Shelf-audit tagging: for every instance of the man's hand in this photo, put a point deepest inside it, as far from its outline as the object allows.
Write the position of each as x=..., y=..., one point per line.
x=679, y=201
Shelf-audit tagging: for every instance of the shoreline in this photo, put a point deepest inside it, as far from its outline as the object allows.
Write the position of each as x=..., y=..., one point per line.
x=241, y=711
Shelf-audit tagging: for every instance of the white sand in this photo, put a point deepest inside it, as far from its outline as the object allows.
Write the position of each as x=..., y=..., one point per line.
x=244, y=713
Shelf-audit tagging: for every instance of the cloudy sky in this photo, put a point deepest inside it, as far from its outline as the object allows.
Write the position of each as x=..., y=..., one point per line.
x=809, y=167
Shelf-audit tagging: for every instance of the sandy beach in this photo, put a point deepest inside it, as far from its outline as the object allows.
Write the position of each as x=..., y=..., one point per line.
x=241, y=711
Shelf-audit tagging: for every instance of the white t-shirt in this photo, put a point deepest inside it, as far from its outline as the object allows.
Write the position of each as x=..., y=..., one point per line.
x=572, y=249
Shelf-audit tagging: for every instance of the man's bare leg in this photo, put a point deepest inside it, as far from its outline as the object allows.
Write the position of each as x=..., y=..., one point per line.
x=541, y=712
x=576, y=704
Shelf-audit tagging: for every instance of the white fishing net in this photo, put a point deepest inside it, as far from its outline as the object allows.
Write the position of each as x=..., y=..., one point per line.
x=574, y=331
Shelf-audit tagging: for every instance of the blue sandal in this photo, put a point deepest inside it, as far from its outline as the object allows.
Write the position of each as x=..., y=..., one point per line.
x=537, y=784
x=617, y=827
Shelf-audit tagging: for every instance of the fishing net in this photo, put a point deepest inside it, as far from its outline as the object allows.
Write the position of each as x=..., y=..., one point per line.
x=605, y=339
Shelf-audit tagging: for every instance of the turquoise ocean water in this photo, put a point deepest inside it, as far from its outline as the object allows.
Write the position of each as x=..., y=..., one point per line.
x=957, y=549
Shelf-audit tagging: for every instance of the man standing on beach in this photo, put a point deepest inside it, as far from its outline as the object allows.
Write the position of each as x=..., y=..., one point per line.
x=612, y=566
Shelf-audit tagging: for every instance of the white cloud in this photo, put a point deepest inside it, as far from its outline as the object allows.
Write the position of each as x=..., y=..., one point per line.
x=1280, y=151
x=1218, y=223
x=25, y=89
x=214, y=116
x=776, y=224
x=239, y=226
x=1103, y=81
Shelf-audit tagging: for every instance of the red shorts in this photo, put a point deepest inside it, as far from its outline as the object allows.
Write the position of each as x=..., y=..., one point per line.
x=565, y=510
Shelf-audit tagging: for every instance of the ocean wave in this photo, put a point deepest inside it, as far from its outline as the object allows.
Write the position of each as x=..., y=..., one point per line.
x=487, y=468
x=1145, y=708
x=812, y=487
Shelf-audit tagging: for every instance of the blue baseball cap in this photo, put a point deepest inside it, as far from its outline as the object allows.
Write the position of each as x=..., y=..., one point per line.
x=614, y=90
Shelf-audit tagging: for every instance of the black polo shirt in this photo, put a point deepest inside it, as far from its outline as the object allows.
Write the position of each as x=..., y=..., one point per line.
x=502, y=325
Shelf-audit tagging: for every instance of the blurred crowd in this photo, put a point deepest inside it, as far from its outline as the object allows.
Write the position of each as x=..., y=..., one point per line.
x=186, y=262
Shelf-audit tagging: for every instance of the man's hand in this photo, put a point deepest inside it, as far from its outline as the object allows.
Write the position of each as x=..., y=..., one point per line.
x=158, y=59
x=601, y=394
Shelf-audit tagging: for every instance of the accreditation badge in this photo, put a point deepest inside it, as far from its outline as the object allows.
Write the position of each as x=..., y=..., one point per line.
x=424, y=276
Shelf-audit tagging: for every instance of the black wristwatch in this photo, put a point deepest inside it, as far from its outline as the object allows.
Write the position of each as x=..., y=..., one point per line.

**WORK INSTRUCTIONS**
Write out the entire listing above once more. Keep it exact.

**SOLVED PROBLEM**
Shelf-audit tagging: for every instance of the man's hand in this photo, put a point deepest inside it, as far from its outline as the object allows.
Write the position of each as x=..., y=..., one point per line.
x=679, y=201
Shelf-audit tagging: for every instance of the shoreline in this photo, put a point deepest inside it, as far from its outline as the object allows.
Write the position of each as x=..., y=..., one point per line.
x=241, y=711
Shelf-audit tagging: for every instance of the white sand in this photo, put a point deepest inside it, as far from its outline as the object allows.
Write the position of each as x=..., y=..., one point per line.
x=244, y=713
Shelf-audit tagging: for every instance of the cloudy sky in this photo, put a point deepest inside it, as far from its outline as the object allows.
Write the position of each as x=..., y=..., one point per line.
x=809, y=167
Shelf-audit tagging: for every instance of the sandy beach in this photo, put a point deepest inside it, as far from its outline as the object allows.
Write the position of each as x=..., y=..., one point per line.
x=241, y=711
Shelf-audit tagging: for every instance of the white t-shirt in this photo, put a point deepest inside it, as far from its outline as the object allows.
Write the position of each as x=..., y=..., one point per line.
x=572, y=249
Shelf-audit tagging: for every instance of the man's bare leg in this photo, put a point deepest inside it, as far from its outline as the object allows.
Write the position of each as x=..., y=..., one point per line.
x=541, y=712
x=576, y=704
Shelf-audit tagging: for every instance of the white fishing net in this photo, put a point deepest inside it, as far from its outline as the object allows.
Write the position of each as x=..., y=..., one point per line.
x=574, y=331
Shelf-audit tagging: for every instance of the blue sandal in this photo, put a point deepest inside it, as far from its outline as the object allows.
Write the position of each as x=..., y=..., one point per line.
x=537, y=784
x=617, y=827
Shelf-audit tagging: for every instance of the fishing net in this photo, put a point deepest inside it, as far from its outline as the object allows.
Write the position of each as x=..., y=..., one point per line.
x=605, y=339
Shelf-audit tagging: for every instance of the turquoise ocean water in this photo, put a point deepest inside it, as far from its outline as the object allows.
Write the position of each as x=..., y=..., one point per line.
x=957, y=549
Shelf-audit tagging: for every instance of the man standing on beach in this photo, put a point deepest inside it, as far from its outline as the object allows.
Write the position of each as x=..., y=..., one point per line.
x=612, y=566
Shelf-audit tagging: for every instance of the white cloud in this photo, put a point deepest inside it, as far from its outline as the object allows.
Write the position of each as x=..., y=..., one point per line.
x=1280, y=151
x=1218, y=223
x=25, y=89
x=214, y=116
x=776, y=224
x=239, y=226
x=1103, y=81
Shelf-audit tagging: for every instance of the red shorts in this photo, put a point deepest inside it, as far from its outline as the object allows.
Write the position of each as x=..., y=..., one point per line.
x=565, y=510
Shelf-audit tagging: for every instance of the ocean wave in this photo, put a point deepest inside it, as far from its outline as the object allows.
Write the position of each as x=..., y=..., one point per line.
x=487, y=468
x=1145, y=708
x=812, y=487
Shelf-audit tagging: for every instance of the blue baseball cap in this photo, put a point deepest inside it, as far from its outline as the object allows.
Write the position of each as x=..., y=..., one point per line.
x=614, y=90
Shelf-audit tagging: for every instance of the black polo shirt in this photo, put a point deepest inside it, as far from its outline as the object allows.
Write the position of each as x=..., y=..., one point per line.
x=502, y=325
Shelf-audit tagging: for every instance of the blurred crowd in this photo, put a point deepest inside it, as far from its outline as the object allows.
Write the position of each as x=..., y=..., one point per line.
x=186, y=262
Shelf-audit tagging: for every instance of the man's hand in this photo, put a point deepest inside it, as far from its outline as the object allows.
Write the position of each as x=..., y=..., one point per line.
x=158, y=59
x=601, y=394
Shelf-audit tagging: for every instance of the accreditation badge in this photo, put a point deepest inside it, as far from its outline as the object allows.
Write the position of each as x=..., y=..., one point per line.
x=424, y=276
Shelf-audit tagging: for every instance of the black wristwatch in this photo, put a point deepest inside it, as far from its outline as the object allows.
Write the position of each as x=..., y=..., one point per line.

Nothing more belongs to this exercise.